Copy the listing from the line with "top, one point per instance." to the line with "Query: black long-sleeve top", switching "long-sleeve" to "short-sleeve" and keeping everything else unchanged. Leave out the pictures.

---------- Listed records ----------

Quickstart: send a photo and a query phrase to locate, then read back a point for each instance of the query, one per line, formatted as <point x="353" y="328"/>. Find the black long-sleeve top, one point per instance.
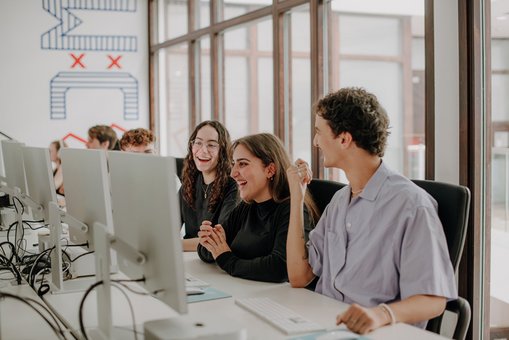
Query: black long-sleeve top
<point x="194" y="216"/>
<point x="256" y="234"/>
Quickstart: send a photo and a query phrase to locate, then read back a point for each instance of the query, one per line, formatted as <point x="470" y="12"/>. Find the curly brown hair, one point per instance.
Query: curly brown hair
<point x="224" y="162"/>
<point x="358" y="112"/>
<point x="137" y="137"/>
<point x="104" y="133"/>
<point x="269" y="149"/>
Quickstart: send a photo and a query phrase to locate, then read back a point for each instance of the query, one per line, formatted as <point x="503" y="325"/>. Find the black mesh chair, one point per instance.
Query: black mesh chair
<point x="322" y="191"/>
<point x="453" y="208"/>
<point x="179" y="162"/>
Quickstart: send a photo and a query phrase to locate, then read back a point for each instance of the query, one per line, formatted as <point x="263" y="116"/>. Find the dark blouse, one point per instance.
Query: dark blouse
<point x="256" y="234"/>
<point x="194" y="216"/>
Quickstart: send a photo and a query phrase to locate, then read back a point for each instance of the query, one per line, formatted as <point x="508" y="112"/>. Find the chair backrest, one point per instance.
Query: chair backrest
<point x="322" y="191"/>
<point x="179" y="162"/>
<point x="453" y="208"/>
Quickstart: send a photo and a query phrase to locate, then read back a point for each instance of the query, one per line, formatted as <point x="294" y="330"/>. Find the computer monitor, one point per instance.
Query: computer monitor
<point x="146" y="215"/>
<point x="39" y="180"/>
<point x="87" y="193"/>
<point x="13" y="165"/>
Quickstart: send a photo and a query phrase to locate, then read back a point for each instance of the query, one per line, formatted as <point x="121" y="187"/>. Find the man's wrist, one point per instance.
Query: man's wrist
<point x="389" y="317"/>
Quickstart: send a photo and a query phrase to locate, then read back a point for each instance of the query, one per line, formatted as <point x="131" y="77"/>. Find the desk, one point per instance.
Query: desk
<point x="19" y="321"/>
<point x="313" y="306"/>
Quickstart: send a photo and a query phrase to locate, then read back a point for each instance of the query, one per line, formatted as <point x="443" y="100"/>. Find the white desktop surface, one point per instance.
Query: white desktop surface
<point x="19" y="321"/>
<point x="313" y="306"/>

----------
---------- Listed records ----------

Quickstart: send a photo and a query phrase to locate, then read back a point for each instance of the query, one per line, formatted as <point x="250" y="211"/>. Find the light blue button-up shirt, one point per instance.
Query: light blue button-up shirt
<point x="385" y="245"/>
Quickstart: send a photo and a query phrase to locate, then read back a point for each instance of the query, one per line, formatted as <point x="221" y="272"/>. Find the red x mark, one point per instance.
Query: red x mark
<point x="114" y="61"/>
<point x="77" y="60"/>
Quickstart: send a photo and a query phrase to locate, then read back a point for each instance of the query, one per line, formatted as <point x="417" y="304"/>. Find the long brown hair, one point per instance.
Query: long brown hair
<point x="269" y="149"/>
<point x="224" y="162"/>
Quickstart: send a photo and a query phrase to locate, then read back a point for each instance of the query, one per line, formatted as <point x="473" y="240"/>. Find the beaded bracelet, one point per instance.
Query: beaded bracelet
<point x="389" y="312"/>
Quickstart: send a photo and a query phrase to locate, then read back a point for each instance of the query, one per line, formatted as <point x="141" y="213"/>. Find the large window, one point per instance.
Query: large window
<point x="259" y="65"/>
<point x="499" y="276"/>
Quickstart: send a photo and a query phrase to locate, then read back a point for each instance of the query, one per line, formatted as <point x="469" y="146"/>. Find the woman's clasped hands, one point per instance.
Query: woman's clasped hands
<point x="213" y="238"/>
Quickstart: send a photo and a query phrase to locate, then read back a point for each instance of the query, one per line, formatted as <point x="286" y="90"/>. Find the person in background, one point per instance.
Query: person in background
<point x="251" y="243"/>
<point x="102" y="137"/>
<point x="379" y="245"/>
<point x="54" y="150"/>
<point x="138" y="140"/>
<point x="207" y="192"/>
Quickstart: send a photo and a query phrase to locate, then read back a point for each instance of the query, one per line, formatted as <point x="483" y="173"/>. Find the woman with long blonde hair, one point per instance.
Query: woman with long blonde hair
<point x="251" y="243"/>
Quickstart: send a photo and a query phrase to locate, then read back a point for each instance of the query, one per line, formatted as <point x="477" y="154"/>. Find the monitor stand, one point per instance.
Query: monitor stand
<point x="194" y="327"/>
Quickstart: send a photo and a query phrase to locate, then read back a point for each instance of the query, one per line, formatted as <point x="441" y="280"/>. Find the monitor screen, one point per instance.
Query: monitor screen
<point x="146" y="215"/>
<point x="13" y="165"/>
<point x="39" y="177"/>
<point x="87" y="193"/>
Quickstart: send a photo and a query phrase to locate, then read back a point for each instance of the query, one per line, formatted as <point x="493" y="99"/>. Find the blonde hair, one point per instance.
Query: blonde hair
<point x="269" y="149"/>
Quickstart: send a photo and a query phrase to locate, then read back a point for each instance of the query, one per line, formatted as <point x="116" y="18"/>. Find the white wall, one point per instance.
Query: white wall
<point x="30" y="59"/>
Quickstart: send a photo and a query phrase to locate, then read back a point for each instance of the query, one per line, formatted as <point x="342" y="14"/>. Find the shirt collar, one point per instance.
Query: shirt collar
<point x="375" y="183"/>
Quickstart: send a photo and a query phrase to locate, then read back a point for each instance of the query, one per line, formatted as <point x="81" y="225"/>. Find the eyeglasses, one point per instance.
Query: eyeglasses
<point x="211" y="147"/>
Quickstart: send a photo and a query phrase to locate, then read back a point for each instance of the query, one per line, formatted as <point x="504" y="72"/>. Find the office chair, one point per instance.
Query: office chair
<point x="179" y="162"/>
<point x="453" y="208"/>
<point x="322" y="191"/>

----------

=== Full output ===
Quickstart: send a photo and a query phrase to locate, then read back a point for each instance of the query, one per line, formatted as <point x="353" y="328"/>. Find the black short-sleeve top, one point per instance.
Query: black short-sleeve top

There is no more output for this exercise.